** PROBLEM DESCRIPTION **
Type out every line below exactly as it reads.

** DATA TO USE **
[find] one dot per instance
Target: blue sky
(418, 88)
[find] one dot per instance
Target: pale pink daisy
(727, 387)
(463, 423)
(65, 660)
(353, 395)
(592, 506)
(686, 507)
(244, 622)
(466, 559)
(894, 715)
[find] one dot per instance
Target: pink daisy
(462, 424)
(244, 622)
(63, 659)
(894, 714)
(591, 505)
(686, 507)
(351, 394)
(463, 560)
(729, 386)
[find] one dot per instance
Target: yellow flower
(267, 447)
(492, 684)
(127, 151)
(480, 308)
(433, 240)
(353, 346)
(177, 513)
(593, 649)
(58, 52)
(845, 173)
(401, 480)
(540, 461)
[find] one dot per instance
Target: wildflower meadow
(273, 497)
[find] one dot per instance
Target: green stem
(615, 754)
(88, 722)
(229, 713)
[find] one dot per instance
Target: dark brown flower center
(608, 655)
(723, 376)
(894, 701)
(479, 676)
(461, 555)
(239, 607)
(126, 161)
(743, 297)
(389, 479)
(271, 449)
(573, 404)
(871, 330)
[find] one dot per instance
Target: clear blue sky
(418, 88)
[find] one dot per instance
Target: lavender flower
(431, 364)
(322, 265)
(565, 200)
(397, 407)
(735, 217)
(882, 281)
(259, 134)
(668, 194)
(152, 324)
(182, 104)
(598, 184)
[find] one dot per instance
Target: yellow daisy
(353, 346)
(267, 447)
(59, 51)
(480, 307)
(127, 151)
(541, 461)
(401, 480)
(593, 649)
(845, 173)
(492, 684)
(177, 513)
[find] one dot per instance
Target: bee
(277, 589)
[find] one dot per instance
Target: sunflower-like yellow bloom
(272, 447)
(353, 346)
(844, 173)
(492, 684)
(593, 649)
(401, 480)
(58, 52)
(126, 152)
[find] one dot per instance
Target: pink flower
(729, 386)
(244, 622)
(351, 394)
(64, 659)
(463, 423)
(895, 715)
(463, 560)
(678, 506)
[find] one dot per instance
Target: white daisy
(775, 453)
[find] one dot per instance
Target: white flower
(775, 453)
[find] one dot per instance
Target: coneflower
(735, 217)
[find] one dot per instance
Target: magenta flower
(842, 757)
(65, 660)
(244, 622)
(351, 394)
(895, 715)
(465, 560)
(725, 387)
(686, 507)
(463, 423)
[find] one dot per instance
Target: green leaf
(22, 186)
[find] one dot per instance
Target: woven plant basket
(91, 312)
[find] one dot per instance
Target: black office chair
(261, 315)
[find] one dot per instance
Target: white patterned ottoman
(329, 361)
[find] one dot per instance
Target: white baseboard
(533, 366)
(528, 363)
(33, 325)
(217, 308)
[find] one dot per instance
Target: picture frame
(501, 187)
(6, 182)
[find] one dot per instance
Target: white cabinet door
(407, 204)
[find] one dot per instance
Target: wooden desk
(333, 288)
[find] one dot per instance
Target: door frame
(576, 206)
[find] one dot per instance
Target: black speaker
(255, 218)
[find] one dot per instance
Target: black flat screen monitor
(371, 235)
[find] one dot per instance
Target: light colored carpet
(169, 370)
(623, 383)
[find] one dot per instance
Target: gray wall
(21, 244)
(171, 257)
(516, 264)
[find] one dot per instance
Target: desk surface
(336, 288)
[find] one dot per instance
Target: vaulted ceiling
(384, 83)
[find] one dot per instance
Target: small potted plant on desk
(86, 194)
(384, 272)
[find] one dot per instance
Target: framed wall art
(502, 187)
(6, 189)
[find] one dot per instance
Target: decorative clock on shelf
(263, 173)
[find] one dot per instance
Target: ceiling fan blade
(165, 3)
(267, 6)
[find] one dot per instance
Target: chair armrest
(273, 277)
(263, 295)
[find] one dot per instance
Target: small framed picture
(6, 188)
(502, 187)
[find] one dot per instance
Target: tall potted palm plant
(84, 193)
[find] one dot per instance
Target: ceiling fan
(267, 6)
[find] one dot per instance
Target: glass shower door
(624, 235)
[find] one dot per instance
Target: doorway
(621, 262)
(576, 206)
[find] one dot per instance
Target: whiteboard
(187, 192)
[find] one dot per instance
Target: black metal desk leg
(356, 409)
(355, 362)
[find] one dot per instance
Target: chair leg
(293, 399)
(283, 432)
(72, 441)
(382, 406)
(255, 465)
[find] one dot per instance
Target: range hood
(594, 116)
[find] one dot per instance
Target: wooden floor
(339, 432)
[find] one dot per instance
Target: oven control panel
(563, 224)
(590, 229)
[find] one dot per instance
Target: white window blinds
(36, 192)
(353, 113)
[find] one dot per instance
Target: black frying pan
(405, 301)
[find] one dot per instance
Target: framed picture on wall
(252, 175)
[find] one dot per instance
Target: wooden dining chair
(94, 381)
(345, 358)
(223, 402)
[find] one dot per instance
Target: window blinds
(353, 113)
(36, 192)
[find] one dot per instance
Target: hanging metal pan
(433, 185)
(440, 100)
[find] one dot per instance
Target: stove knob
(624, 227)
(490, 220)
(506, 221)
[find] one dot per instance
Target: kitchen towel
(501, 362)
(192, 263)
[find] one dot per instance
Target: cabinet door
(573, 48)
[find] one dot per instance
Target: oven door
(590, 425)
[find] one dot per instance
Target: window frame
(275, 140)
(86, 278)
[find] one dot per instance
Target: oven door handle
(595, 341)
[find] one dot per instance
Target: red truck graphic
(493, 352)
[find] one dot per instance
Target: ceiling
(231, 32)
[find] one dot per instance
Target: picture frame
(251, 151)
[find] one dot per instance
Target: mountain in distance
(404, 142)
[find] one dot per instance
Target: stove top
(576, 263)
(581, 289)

** SOLUTION FOR THIS TASK **
[find] one dot per instance
Target: blue sky
(418, 88)
[find] one dot per instance
Target: pale pink daisy
(727, 387)
(463, 423)
(65, 660)
(353, 395)
(592, 506)
(686, 507)
(244, 622)
(466, 559)
(894, 715)
[find] one dot per instance
Target: pink daisy
(462, 424)
(244, 622)
(63, 659)
(894, 714)
(591, 505)
(686, 507)
(351, 394)
(463, 560)
(729, 386)
[find] one dot per instance
Target: yellow flower
(267, 447)
(492, 684)
(127, 151)
(480, 308)
(433, 240)
(353, 346)
(177, 513)
(593, 649)
(58, 52)
(845, 173)
(401, 480)
(540, 461)
[find] one dot per instance
Target: wildflower meadow
(273, 497)
[find] one dot per instance
Target: green stem
(615, 754)
(88, 722)
(229, 713)
[find] one dot per instance
Target: dark brown flower center
(608, 655)
(723, 376)
(894, 701)
(479, 676)
(461, 555)
(239, 607)
(126, 161)
(743, 297)
(389, 479)
(271, 449)
(573, 404)
(871, 330)
[find] one dot per instance
Target: clear blue sky
(418, 88)
[find] one dot per instance
Target: lavender flower
(431, 364)
(322, 265)
(565, 200)
(397, 407)
(735, 217)
(882, 281)
(259, 134)
(668, 194)
(152, 324)
(182, 104)
(598, 184)
[find] one dot per instance
Target: yellow daisy
(353, 346)
(267, 447)
(59, 51)
(480, 307)
(127, 151)
(541, 461)
(401, 480)
(593, 649)
(845, 173)
(492, 684)
(177, 513)
[find] one dot per instance
Target: bee
(277, 589)
[find] one dot per instance
Target: sunflower-like yellow bloom
(272, 447)
(353, 346)
(844, 173)
(492, 684)
(593, 649)
(401, 480)
(58, 52)
(126, 152)
[find] one dot per instance
Target: pink flower
(729, 386)
(244, 622)
(351, 394)
(64, 659)
(463, 423)
(895, 715)
(463, 560)
(678, 506)
[find] one dot per instance
Target: white daisy
(775, 453)
[find] one dot per instance
Target: white flower
(775, 453)
[find] one dot per instance
Target: coneflower
(735, 217)
[find] one dot per instance
Target: magenta flower
(842, 757)
(65, 660)
(244, 622)
(351, 394)
(895, 715)
(465, 560)
(725, 387)
(686, 507)
(463, 423)
[find] one dot per instance
Target: green leaf
(22, 186)
[find] one dot per instance
Target: woven plant basket
(91, 312)
[find] one dot per instance
Target: black office chair
(261, 315)
[find] one dot per instance
Target: white patterned ottoman
(329, 361)
[find] one dot per instance
Target: white baseboard
(533, 366)
(528, 363)
(33, 325)
(217, 308)
[find] one dot per instance
Target: picture frame
(501, 187)
(6, 182)
[find] one dot per instance
Target: white cabinet door
(407, 204)
[find] one dot per instance
Target: wooden desk
(333, 288)
[find] one dot per instance
Target: door frame
(576, 206)
[find] one dot per instance
Target: black speaker
(255, 218)
[find] one dot per instance
Target: black flat screen monitor
(371, 235)
[find] one dot per instance
Target: light colored carpet
(169, 370)
(623, 383)
[find] one dot per instance
Target: gray wall
(21, 244)
(171, 257)
(516, 264)
[find] one dot per instance
Target: desk surface
(336, 288)
[find] one dot per instance
Target: vaulted ceiling
(384, 83)
[find] one dot per instance
Target: small potted plant on desk
(86, 194)
(384, 272)
[find] one dot per instance
Target: framed wall art
(502, 187)
(6, 189)
[find] one dot per instance
Target: decorative clock on shelf
(263, 173)
[find] one dot per instance
Target: ceiling fan blade
(165, 3)
(267, 6)
[find] one dot per instance
Target: chair armrest
(273, 277)
(263, 295)
[find] one dot per instance
Target: small framed picture
(6, 188)
(502, 187)
[find] one dot per instance
Target: tall potted palm plant
(84, 193)
[find] one dot per instance
Target: ceiling fan
(267, 6)
[find] one dot per instance
Target: glass shower door
(624, 235)
[find] one dot per instance
Target: doorway
(621, 262)
(576, 206)
[find] one dot per instance
Target: whiteboard
(187, 192)
[find] one dot per instance
Target: black metal desk leg
(356, 409)
(355, 362)
[find] one dot per instance
Target: chair leg
(293, 399)
(283, 432)
(72, 441)
(382, 406)
(255, 465)
[find] one dot per instance
Target: range hood
(594, 116)
[find] one dot per instance
Target: wooden floor
(339, 432)
[find] one dot per instance
Target: oven control panel
(563, 224)
(590, 229)
[find] one dot per instance
Target: white window blinds
(36, 192)
(353, 113)
[find] one dot per instance
Target: black frying pan
(405, 301)
[find] one dot per instance
Target: framed picture on wall
(252, 175)
[find] one dot per instance
Target: wooden dining chair
(94, 381)
(345, 358)
(223, 402)
[find] one dot per instance
Target: window blinds
(353, 113)
(36, 192)
[find] one dot per instance
Target: hanging metal pan
(433, 185)
(440, 100)
[find] one dot per instance
Target: stove knob
(624, 227)
(490, 220)
(506, 221)
[find] one dot per instance
Target: kitchen towel
(501, 362)
(192, 263)
[find] one dot per instance
Target: cabinet door
(573, 48)
[find] one dot per instance
Target: oven door
(590, 425)
[find] one dot per instance
Target: window frame
(275, 140)
(86, 278)
[find] one dot per instance
Target: oven door handle
(595, 341)
[find] one dot per instance
Target: red truck graphic
(493, 352)
[find] one dot per instance
Target: ceiling
(231, 32)
[find] one dot per instance
Target: picture frame
(251, 151)
[find] one dot per instance
Target: mountain in distance
(404, 142)
[find] one dot per instance
Target: stove top
(576, 263)
(581, 289)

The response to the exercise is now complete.